■ GEGEBENE ANWEISUNG: Übertragen Sie sämtliche folgenden Einträge ohne Leerzeilen in eine nummerierte Liste. Die Bilder nehmen Sie dabei nicht auf.

■ BEREITGESTELLTES MATERIAL:
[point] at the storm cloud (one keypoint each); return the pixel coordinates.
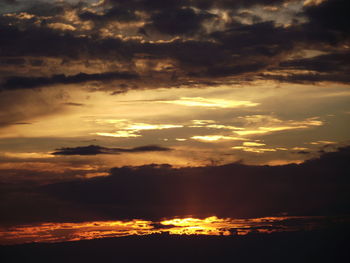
(95, 149)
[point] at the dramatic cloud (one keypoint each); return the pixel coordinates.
(27, 82)
(95, 149)
(318, 186)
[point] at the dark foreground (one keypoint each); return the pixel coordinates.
(313, 246)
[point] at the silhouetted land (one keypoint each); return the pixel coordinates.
(329, 245)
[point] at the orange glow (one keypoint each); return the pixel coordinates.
(59, 232)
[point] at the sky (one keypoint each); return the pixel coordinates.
(90, 87)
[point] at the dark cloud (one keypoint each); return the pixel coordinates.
(95, 149)
(316, 187)
(232, 50)
(113, 14)
(330, 15)
(35, 82)
(179, 21)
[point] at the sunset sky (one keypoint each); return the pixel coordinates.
(244, 87)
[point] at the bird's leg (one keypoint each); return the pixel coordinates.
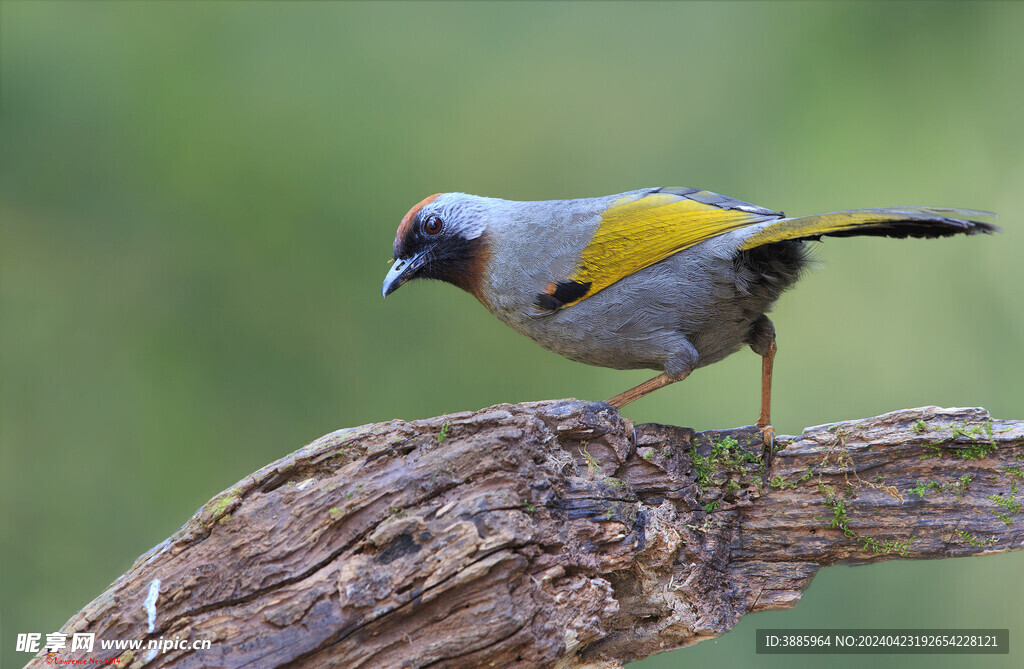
(658, 381)
(764, 420)
(678, 366)
(762, 340)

■ ALS ANTWORT:
1. [point] at the storm cloud (one keypoint each); return the pixel coordinates.
2. (95, 149)
3. [point] at the dramatic cloud (one keypoint each); return the pixel coordinates.
4. (27, 82)
5. (95, 149)
6. (318, 186)
7. [point] at the dark foreground (one keypoint each); return the pixel coordinates.
8. (313, 246)
9. [point] at the silhouetted land (one keypoint each); return the pixel coordinates.
10. (329, 245)
11. [point] at the orange glow (one keypoint each); return the pixel coordinates.
12. (59, 232)
13. [point] at the sky (one keypoint each); return the pixel coordinates.
14. (90, 87)
15. [point] at the dark cloud (one keypoint each); return the pixel coordinates.
16. (95, 149)
17. (316, 187)
18. (232, 50)
19. (113, 14)
20. (330, 15)
21. (35, 82)
22. (179, 21)
23. [point] at the sunset sky (one keypoint each); return the pixel coordinates.
24. (244, 87)
25. [point] at the bird's leg (one keypoint each); return the pixel coordinates.
26. (658, 381)
27. (764, 420)
28. (678, 366)
29. (762, 340)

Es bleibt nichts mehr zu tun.